▸ GOAL:
Rewrite every item below, swapping "indicate whereabouts it is" for "say where it is" and leaving everything else as it is.

▸ EXERCISE INPUTS:
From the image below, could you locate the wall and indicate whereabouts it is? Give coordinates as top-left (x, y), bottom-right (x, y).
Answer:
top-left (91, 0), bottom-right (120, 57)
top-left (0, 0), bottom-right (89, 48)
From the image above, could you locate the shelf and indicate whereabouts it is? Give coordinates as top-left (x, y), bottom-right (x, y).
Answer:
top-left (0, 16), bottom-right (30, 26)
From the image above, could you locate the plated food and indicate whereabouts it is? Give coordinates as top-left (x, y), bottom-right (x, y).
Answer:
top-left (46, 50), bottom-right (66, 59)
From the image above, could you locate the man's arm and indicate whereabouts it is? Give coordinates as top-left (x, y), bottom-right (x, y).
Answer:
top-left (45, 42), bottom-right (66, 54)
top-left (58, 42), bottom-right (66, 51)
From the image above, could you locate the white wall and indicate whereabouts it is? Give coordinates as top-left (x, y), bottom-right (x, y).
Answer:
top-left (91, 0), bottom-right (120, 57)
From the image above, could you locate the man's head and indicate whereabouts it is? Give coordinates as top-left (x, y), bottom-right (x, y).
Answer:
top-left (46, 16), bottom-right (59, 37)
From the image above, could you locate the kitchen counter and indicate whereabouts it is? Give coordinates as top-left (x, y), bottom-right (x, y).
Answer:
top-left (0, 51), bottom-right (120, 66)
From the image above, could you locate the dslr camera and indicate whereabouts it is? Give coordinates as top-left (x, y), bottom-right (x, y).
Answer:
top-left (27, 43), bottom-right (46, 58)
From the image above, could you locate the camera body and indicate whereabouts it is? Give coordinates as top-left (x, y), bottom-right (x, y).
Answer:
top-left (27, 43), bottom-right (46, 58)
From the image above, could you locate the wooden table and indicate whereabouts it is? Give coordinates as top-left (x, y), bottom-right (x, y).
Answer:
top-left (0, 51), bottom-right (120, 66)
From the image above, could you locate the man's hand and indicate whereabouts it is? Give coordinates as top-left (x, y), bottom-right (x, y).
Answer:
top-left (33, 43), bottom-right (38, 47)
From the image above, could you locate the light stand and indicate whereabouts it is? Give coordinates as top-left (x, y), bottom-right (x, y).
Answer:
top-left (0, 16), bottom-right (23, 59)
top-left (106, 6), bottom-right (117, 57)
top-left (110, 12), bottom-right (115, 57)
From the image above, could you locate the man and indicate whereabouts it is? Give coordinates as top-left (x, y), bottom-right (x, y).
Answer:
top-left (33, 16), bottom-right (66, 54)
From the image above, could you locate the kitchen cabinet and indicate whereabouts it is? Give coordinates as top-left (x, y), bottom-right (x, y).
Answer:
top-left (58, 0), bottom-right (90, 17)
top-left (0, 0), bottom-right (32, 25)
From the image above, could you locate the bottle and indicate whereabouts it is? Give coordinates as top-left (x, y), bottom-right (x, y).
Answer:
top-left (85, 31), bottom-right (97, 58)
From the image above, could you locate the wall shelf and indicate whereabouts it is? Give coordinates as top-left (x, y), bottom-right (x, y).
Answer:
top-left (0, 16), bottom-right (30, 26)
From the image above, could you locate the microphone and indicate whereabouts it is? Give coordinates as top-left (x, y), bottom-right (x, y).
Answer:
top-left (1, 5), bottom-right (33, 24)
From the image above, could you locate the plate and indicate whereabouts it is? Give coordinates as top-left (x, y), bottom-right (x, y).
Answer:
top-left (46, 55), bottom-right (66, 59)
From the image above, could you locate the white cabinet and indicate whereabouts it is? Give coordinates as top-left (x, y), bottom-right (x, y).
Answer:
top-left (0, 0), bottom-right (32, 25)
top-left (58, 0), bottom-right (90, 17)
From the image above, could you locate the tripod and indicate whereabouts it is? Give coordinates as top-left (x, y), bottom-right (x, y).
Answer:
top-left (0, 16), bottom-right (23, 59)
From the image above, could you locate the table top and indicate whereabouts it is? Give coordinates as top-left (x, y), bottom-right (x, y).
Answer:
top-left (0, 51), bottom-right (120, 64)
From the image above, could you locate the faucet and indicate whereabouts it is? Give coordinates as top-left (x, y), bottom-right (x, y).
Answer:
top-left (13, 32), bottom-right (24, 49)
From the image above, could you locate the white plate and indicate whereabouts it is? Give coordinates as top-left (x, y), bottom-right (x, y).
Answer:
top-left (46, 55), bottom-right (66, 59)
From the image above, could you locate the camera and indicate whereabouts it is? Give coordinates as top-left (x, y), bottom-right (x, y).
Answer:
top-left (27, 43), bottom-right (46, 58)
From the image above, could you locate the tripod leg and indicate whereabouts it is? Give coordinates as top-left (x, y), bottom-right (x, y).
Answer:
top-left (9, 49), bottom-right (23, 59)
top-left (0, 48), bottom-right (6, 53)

▸ TASK RESULT:
From the image below, could you locate the wall and say where it is? Give coordinates as top-left (x, y), bottom-right (x, y).
Answer:
top-left (91, 0), bottom-right (120, 57)
top-left (0, 0), bottom-right (89, 48)
From the image above, could you locate the shelf and say where it is? Give coordinates as top-left (x, y), bottom-right (x, y).
Answer:
top-left (0, 16), bottom-right (30, 26)
From the image above, could you locate the plated food and say where it is? Give coordinates as top-left (x, y), bottom-right (x, y).
Answer:
top-left (46, 50), bottom-right (66, 59)
From the image above, could you locate the man's arm and say where it is? Give coordinates as top-left (x, y), bottom-right (x, y).
Answer:
top-left (45, 42), bottom-right (66, 54)
top-left (58, 42), bottom-right (66, 51)
From the image above, could you locate the white wall and say where it is? Give coordinates as top-left (x, y), bottom-right (x, y).
Answer:
top-left (91, 0), bottom-right (120, 57)
From the image above, could you locate the man's head and say where it is? Give coordinates as top-left (x, y), bottom-right (x, y).
Answer:
top-left (46, 16), bottom-right (59, 37)
From the image above, could you locate the kitchen counter and say where it is? Give coordinates as top-left (x, y), bottom-right (x, y).
Answer:
top-left (0, 51), bottom-right (120, 66)
From the image above, could you locate the dslr camera and say where it is? Give coordinates as top-left (x, y), bottom-right (x, y).
Answer:
top-left (27, 43), bottom-right (46, 58)
From the image above, could you locate the camera body and say where it is? Give coordinates as top-left (x, y), bottom-right (x, y).
Answer:
top-left (27, 43), bottom-right (46, 58)
From the image above, could you locate the wooden table and say where it is? Give coordinates as top-left (x, y), bottom-right (x, y).
Answer:
top-left (0, 51), bottom-right (120, 66)
From the image above, could you locate the man's hand and say where it is? Give coordinates as top-left (x, y), bottom-right (x, y).
Answer:
top-left (33, 43), bottom-right (38, 47)
From the image above, could you locate the light stand and say where it is? Give coordinates as top-left (x, y), bottom-right (x, y).
Answer:
top-left (0, 16), bottom-right (23, 59)
top-left (106, 6), bottom-right (117, 57)
top-left (110, 12), bottom-right (115, 57)
From the image above, could you locate the man and say where it is? Give coordinates as top-left (x, y), bottom-right (x, y).
Answer:
top-left (33, 16), bottom-right (66, 54)
From the image above, could you locate the kitchen cabinet and say where it is? Give coordinates as top-left (x, y), bottom-right (x, y).
Answer:
top-left (58, 0), bottom-right (90, 17)
top-left (0, 0), bottom-right (32, 25)
From the image above, could you locate the bottle and say where it is? Give coordinates as top-left (x, y), bottom-right (x, y).
Answer:
top-left (85, 31), bottom-right (97, 58)
From the image above, could you locate the wall shelf and say where it is? Give coordinates as top-left (x, y), bottom-right (x, y).
Answer:
top-left (0, 16), bottom-right (30, 26)
From the image above, could you locate the microphone and say where it is? Give coordinates as top-left (x, y), bottom-right (x, y).
Answer:
top-left (1, 5), bottom-right (33, 24)
From the image above, could you locate the plate and say where it is? Give coordinates as top-left (x, y), bottom-right (x, y).
Answer:
top-left (46, 55), bottom-right (66, 59)
From the image above, could you locate the white cabinet and say where it is? Give coordinates as top-left (x, y), bottom-right (x, y).
Answer:
top-left (0, 0), bottom-right (32, 25)
top-left (58, 0), bottom-right (90, 17)
From the image above, could you locate the tripod and say where it is? Give coordinates as top-left (x, y), bottom-right (x, y).
Answer:
top-left (0, 16), bottom-right (23, 59)
From the image above, could you locate the table top and say where it is? Give coordinates as top-left (x, y), bottom-right (x, y).
Answer:
top-left (0, 51), bottom-right (120, 64)
From the image above, could you locate the faucet and say where it is? Give coordinates as top-left (x, y), bottom-right (x, y).
Answer:
top-left (13, 32), bottom-right (24, 49)
From the image above, could you locate the white plate and say where it is? Give coordinates as top-left (x, y), bottom-right (x, y).
Answer:
top-left (46, 55), bottom-right (66, 59)
From the image above, could you locate the camera and say where it is? Give coordinates as top-left (x, y), bottom-right (x, y).
Answer:
top-left (27, 43), bottom-right (46, 58)
From the image above, could you locate the tripod leg and say where it is? Give coordinates as top-left (x, y), bottom-right (x, y).
Answer:
top-left (9, 49), bottom-right (23, 59)
top-left (0, 48), bottom-right (6, 53)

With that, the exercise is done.